- Written task -
Select every row below that contains the word "concrete", and copy each one in full. Case counts, so match the capitalization exactly.

---------- Extracted entries

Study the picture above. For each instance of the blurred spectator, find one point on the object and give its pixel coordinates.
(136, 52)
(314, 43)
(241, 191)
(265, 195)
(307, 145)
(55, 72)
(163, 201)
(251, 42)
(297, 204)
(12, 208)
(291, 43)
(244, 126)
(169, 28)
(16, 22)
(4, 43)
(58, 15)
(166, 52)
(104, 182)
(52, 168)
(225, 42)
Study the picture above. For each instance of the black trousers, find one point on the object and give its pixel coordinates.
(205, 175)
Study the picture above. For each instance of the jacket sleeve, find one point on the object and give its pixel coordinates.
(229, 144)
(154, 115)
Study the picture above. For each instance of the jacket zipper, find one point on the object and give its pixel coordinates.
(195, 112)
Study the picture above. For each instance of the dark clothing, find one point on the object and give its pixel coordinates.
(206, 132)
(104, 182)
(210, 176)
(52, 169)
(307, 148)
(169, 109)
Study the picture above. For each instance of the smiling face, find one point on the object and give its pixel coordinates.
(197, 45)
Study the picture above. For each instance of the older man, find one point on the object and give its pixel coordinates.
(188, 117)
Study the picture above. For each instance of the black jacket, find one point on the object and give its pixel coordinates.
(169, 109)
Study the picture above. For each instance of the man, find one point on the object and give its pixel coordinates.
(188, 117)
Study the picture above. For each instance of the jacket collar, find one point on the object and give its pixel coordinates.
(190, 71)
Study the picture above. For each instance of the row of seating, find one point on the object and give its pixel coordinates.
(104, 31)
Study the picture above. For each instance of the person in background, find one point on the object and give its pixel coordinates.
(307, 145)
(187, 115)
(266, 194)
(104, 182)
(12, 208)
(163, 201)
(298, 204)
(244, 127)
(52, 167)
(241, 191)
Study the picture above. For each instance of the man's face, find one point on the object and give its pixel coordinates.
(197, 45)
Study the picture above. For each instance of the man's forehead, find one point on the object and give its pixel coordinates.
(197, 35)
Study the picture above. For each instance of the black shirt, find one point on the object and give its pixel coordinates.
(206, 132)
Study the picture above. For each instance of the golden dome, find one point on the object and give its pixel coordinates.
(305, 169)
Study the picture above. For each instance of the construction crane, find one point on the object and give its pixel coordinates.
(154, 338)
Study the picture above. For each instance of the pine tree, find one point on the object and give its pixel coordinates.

--------------------
---------- Extracted entries

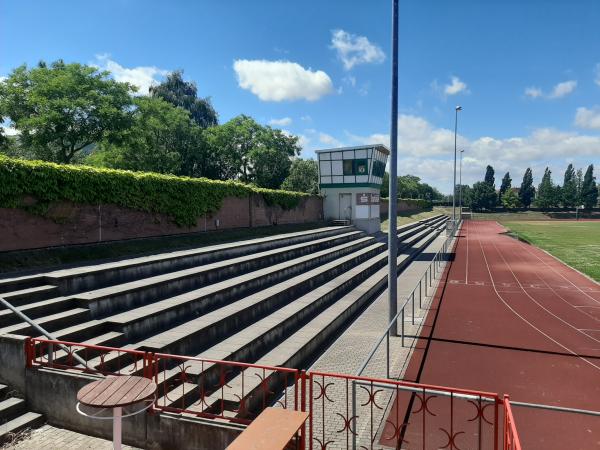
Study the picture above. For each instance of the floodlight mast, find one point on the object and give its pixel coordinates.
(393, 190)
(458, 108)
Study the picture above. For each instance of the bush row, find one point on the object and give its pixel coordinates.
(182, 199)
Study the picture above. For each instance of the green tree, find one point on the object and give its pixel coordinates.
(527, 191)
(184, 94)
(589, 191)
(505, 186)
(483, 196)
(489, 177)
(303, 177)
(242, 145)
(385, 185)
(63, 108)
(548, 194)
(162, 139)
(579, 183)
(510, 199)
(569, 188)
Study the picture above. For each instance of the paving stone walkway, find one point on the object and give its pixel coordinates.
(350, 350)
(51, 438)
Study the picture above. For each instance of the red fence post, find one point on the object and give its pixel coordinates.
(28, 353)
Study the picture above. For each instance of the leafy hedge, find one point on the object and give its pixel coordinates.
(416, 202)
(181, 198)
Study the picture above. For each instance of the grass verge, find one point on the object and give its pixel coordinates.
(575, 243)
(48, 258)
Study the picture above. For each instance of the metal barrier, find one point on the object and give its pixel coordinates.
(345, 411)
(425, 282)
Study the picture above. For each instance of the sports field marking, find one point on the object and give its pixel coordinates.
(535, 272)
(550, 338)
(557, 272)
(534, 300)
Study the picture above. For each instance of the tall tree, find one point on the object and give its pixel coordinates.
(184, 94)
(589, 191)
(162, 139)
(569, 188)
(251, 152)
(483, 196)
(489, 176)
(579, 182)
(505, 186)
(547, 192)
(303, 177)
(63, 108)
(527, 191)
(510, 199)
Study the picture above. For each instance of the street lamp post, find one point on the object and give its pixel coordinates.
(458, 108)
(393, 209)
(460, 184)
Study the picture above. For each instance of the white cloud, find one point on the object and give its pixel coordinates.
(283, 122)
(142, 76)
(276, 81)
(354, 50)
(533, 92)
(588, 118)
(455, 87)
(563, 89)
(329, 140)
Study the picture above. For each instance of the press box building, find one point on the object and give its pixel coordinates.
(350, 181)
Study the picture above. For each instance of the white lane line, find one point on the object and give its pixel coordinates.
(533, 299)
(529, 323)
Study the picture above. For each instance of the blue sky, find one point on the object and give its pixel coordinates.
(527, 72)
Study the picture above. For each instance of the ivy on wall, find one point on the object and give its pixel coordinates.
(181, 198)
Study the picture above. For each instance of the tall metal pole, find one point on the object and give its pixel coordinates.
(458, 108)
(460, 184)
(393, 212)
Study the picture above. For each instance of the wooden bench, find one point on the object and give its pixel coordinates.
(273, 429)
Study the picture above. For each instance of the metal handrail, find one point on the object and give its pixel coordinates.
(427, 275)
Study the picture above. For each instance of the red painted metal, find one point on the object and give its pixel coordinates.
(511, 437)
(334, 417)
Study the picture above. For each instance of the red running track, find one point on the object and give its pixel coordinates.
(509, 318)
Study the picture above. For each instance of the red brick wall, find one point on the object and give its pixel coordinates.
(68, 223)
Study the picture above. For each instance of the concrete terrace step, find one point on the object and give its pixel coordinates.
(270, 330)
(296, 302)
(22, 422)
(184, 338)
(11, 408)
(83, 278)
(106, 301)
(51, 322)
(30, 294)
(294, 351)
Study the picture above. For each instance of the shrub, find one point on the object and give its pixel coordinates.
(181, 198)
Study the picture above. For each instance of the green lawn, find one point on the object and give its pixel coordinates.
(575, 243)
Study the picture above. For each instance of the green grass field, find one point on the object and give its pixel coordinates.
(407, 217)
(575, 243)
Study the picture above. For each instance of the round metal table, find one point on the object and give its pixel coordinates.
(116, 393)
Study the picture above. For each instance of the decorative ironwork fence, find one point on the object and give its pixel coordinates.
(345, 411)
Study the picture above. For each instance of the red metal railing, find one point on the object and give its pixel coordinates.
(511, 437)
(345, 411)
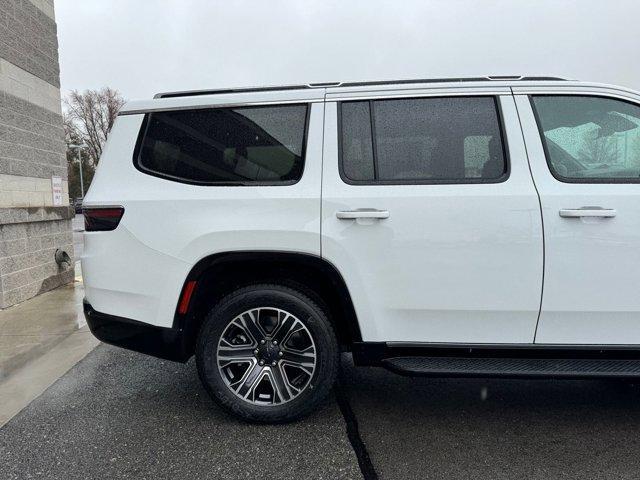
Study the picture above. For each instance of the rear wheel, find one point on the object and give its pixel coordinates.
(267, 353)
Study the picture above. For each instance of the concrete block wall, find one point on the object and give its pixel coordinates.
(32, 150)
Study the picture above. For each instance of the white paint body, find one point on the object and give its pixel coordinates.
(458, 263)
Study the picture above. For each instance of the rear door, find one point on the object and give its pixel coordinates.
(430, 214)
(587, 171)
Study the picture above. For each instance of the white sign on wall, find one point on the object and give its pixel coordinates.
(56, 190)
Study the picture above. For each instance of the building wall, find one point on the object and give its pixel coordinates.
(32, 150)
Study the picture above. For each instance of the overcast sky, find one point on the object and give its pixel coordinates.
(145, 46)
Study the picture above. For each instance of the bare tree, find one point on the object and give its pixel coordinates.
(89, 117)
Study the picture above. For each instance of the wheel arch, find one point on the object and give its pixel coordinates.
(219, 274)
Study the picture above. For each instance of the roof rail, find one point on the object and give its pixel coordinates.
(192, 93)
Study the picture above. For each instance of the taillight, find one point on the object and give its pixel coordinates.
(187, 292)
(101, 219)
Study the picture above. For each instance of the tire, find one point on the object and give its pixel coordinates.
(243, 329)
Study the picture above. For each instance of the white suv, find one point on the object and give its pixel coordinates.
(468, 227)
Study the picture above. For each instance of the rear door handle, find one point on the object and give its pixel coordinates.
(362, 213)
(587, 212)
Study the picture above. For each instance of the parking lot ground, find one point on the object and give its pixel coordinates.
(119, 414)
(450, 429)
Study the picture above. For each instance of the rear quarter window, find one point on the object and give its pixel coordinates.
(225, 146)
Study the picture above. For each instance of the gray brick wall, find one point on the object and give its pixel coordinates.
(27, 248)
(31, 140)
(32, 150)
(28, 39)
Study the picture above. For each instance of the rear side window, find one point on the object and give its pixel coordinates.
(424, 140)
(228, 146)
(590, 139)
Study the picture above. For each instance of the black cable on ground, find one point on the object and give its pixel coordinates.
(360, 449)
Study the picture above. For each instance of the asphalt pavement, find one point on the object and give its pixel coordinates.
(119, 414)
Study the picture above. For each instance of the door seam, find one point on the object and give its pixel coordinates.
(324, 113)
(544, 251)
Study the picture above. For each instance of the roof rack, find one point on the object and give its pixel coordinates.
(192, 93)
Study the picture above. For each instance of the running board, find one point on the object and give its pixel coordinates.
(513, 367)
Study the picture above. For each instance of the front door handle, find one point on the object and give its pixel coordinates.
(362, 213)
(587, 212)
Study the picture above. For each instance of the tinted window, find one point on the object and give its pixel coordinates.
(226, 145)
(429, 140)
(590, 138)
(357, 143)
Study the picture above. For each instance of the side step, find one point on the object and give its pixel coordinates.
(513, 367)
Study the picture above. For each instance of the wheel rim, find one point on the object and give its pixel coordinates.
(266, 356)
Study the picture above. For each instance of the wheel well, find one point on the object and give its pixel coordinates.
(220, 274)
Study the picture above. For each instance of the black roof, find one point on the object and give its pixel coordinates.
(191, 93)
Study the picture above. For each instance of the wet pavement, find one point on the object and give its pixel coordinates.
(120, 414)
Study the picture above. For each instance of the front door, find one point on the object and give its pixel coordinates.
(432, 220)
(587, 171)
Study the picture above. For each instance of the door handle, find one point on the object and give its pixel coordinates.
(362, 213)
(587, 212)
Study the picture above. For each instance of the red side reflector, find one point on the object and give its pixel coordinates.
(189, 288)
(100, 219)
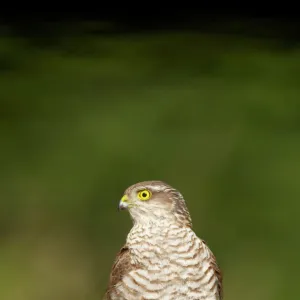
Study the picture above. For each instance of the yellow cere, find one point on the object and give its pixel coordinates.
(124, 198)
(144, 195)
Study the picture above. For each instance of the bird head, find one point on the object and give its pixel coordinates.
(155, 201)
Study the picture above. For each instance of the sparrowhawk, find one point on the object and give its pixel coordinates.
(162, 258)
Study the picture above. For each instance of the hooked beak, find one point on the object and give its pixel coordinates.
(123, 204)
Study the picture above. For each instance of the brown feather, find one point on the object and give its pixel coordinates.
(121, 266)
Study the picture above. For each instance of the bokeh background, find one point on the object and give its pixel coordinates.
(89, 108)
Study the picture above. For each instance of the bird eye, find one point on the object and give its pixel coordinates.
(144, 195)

--------------------

- Response -
Study the picture above. For each instance of the concrete terrace step, find one point on the object and give its pixel coordinates.
Study the picture above. For each instance of the concrete block wall, find one point on the object and give its pixel coordinates.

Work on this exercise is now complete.